About this time my baby ran into a bookshelf and had to have 5 stitches put in his forehead.  I’m not going to go into any more detail than that.  For those of you who have never experienced that particular trauma, there is no reason on earth why I should force it on you.  And for those who have - you’re probably scarred enough, no reason at all for us to re-live it!!  Suffice to say, baby and I were both traumatized and lost quite a lot of sleep over the next few weeks.  The wound itself has been healing beautifully - the stitches fell out in good time and he’ll have a Harry Potter scar on his forehead, but it should fade pretty well.  
Lightning McQueen themed bandaids make everything better
The horrifying experience in the emergency room certainly left its mark on us both and we took a while to settle back down.  That was a month ago and we’re only just now returning to more normal sleep schedules.

Sleep is a vital ingredient in my sewing life - if I’ve been up 3 times in the night with an anxious toddler and have to get up at 5.30 to start the day, I usually don’t have any oomph left at the end of the workday for a little evening sewing.  I began to get back into the swing of things last week and decided to reward myself with a try at the Sutton blouse from True Bias.  I quite like this pattern - all those French seams and that adorable little pleat in the back are lots of fun to sew.   And I love the different lengths in the front and back.  I picked a beautiful fabric from Girl Charlee - look at those colors!  Aren’t they gorgeous?  




And yet, this fabric nearly did me in.  It WOULD NOT be told.  It would not cooperate.  It was basically the recalcitrant teenager of pretty fabrics.  Neither pin nor steamy iron could fully convince it to cooperate.  All the pouting, sulking and swearing going on?  That wasn’t just me!!  Even sewing the french seams failed to tame it entirely.  There’s a lot of weird puffy stuff going on here.  And somehow I lost some length in the middle front of the top - gah!  The day I wore it to work I spent the whole time yanking it down at the waist.  I got compliments though, which was fun.  I’m going to have to try it again with a more cooperative fabric.  Perhaps one with a few natural fibers in it…

So that’s how my summer went.  A sewing drought followed by something of a sewing torrent.  Have you ever put yourself on a self-imposed sewing fast?  How did that work out for you?!

## Task directions
Please state which blouse pattern the blog post's writer tried as a reward. The lines after this point have no connection to the blog post.

## Supplied information
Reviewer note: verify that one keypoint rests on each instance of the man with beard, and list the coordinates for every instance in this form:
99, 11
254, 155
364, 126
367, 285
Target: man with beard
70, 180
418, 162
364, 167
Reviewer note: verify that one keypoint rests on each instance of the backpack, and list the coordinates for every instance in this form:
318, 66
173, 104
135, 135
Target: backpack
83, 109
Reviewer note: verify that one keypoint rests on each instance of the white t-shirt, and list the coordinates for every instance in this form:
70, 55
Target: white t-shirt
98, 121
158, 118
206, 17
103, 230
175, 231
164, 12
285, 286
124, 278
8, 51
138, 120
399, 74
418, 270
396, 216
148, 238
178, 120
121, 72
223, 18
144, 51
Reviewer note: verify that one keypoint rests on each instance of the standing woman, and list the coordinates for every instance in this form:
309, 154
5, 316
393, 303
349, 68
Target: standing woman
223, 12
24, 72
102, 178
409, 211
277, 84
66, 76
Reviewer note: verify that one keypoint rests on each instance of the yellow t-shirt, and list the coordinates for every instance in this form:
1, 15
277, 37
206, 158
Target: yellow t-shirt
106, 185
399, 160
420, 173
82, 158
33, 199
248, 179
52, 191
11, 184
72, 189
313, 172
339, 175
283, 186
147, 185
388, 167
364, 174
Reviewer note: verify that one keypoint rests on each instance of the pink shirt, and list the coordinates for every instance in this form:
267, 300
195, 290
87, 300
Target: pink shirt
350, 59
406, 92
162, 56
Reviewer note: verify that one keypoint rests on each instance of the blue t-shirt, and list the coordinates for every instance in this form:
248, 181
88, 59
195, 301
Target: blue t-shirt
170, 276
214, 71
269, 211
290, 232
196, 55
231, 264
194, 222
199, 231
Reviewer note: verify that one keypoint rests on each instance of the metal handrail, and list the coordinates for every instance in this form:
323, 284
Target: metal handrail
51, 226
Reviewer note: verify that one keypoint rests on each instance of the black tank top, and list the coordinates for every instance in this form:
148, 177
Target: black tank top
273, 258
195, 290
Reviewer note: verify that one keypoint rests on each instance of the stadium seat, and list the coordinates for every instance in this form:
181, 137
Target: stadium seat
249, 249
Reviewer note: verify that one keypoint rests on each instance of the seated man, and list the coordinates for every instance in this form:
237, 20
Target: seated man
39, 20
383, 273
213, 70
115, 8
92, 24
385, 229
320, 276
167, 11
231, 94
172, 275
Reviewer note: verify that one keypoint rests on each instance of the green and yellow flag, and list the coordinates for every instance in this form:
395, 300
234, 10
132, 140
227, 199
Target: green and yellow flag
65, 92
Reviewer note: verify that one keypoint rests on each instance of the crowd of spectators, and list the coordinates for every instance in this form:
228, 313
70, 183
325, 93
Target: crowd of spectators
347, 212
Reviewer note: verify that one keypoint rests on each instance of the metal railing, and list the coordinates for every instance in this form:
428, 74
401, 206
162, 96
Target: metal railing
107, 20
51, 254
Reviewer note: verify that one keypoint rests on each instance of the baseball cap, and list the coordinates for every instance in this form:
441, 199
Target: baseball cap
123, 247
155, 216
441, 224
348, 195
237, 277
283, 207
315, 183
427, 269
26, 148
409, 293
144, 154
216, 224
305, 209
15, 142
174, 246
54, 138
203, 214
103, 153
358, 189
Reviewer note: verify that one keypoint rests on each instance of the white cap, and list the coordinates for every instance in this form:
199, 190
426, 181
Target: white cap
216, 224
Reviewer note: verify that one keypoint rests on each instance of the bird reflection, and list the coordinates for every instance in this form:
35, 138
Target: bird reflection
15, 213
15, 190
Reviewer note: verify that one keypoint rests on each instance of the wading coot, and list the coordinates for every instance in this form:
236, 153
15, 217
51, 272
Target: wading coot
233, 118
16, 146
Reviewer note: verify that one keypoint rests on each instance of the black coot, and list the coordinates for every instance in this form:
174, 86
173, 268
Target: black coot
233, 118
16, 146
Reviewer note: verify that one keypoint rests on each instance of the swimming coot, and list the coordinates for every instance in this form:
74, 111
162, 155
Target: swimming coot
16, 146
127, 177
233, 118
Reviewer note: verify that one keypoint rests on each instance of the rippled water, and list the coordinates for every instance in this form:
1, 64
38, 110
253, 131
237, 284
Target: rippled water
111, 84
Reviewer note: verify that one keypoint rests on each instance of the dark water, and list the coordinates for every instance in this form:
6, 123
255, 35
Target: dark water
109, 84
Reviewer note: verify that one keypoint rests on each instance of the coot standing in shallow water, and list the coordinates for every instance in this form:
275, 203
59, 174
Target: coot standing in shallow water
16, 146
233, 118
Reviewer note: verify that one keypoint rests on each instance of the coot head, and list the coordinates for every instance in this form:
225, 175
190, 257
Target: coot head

## The response
The Sutton blouse from True Bias.